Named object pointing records
'''

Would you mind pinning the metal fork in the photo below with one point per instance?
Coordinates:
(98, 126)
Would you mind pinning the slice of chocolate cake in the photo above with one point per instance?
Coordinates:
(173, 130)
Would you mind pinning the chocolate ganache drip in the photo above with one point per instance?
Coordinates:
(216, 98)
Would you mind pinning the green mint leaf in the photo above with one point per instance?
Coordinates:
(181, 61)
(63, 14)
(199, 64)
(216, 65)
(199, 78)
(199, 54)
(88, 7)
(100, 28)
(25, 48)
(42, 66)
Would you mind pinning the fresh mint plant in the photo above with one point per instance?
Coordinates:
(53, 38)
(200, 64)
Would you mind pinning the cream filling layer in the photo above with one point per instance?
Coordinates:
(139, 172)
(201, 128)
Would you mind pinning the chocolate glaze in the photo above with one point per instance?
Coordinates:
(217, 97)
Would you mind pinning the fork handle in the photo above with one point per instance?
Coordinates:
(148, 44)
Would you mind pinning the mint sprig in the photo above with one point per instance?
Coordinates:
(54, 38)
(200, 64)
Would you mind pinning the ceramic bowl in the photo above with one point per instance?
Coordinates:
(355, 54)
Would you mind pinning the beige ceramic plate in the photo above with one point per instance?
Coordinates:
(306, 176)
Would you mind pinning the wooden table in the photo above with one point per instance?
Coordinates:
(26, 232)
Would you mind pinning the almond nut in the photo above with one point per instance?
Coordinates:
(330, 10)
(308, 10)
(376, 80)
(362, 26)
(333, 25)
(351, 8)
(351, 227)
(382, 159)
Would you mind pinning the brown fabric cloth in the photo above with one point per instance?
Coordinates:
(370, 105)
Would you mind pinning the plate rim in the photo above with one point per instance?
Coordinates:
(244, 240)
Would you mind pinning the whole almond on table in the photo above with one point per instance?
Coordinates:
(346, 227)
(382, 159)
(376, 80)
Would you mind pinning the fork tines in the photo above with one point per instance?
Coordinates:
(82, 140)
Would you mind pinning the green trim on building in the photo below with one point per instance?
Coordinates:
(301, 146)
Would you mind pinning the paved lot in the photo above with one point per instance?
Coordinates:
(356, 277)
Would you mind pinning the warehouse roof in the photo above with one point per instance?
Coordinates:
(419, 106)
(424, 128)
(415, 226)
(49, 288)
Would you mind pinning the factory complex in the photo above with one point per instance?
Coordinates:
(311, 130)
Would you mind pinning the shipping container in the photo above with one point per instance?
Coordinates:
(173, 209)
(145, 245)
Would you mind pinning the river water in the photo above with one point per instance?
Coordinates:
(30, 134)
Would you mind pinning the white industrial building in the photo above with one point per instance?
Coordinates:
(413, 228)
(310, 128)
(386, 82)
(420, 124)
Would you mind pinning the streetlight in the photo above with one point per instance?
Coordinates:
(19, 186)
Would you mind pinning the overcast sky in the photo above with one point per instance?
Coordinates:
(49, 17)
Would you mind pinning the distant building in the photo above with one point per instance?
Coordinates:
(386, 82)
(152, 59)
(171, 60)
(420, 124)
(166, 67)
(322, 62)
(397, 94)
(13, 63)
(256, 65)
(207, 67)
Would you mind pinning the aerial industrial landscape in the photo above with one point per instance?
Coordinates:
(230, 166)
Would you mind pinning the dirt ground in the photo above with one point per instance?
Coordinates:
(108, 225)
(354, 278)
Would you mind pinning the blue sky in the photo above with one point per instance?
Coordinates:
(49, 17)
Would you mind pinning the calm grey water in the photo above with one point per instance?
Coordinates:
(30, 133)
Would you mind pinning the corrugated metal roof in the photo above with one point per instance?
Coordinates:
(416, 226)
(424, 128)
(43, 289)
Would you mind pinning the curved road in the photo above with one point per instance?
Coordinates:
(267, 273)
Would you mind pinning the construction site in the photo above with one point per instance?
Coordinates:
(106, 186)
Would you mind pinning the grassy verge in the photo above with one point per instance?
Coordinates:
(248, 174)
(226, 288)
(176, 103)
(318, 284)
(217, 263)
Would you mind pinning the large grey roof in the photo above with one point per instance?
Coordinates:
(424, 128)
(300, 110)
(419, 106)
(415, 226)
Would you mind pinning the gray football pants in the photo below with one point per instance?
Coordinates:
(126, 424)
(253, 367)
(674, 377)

'''

Exercise instructions →
Could you copy everything from the line containing "Would you mind pinning the curved" down to the end of the records, requests included, with 28 added to every number in the coordinates?

Answer for the task →
Would you mind pinning the curved road in the photo above with one point per instance?
Coordinates:
(295, 301)
Would you mind pinning the construction site in the photo above with one point per instance?
Coordinates:
(134, 214)
Would you mind pinning the grassy verge in the photo above with one point per instance?
Coordinates:
(276, 202)
(254, 316)
(204, 131)
(346, 312)
(245, 291)
Would you mind pinning the large grey roof in the photo above with one point per instance?
Coordinates:
(452, 156)
(328, 138)
(447, 134)
(443, 254)
Would you mind pinning the gray football pants in the photo below with one point per instance?
Coordinates:
(154, 452)
(281, 395)
(702, 405)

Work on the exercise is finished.